[Material for this exercise]:
════════

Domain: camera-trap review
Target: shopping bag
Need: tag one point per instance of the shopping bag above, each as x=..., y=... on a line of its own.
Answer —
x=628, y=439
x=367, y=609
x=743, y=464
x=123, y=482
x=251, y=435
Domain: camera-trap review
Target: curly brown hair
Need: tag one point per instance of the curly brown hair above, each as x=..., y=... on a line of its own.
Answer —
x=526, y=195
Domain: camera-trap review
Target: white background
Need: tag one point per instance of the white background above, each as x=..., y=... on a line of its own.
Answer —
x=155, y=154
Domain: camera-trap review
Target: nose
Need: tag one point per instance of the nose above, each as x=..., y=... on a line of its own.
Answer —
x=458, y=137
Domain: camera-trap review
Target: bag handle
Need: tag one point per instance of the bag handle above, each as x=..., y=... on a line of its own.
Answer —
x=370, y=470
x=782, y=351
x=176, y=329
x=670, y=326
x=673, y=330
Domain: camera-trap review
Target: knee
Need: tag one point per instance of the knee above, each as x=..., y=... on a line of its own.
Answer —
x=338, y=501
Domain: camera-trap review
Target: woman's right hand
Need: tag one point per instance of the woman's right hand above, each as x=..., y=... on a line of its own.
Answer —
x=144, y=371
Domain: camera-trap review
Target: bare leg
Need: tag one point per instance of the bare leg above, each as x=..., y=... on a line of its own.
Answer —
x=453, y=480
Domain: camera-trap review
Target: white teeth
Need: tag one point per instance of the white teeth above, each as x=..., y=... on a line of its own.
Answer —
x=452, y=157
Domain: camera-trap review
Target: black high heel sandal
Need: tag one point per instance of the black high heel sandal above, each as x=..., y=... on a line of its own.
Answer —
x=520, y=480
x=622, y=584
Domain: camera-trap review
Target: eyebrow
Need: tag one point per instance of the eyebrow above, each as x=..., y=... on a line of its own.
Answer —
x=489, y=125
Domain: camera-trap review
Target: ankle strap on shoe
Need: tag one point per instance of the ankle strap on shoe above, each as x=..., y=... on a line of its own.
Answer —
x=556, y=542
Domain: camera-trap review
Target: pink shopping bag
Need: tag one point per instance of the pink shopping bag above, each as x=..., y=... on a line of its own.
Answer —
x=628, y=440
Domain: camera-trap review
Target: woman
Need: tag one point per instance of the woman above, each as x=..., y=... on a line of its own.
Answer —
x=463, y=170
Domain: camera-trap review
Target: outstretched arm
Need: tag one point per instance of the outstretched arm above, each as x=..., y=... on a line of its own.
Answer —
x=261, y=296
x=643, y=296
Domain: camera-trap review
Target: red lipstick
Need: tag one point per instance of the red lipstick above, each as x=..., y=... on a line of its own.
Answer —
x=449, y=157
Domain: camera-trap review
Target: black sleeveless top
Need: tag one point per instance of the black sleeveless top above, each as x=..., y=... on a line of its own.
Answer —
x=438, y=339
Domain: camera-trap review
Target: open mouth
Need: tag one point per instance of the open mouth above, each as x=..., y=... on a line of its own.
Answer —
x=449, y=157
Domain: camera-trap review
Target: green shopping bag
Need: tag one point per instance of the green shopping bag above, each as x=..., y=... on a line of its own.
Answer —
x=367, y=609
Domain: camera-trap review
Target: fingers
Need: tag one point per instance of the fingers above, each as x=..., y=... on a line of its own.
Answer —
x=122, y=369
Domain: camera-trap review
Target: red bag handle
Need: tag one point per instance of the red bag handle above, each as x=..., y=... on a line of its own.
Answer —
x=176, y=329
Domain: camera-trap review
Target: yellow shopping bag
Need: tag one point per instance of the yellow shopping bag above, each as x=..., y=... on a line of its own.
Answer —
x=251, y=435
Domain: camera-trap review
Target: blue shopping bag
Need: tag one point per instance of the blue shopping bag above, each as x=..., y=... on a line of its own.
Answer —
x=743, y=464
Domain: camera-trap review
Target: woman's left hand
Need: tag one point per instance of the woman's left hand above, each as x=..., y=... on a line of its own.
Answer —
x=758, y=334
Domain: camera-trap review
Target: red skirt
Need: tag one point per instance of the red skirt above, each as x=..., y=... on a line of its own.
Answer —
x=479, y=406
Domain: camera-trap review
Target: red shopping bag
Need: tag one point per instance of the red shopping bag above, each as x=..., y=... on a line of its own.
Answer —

════════

[About this exercise]: What is needed is the number of lines in these entries that include the word "woman"; please give it alone.

[Answer box]: 6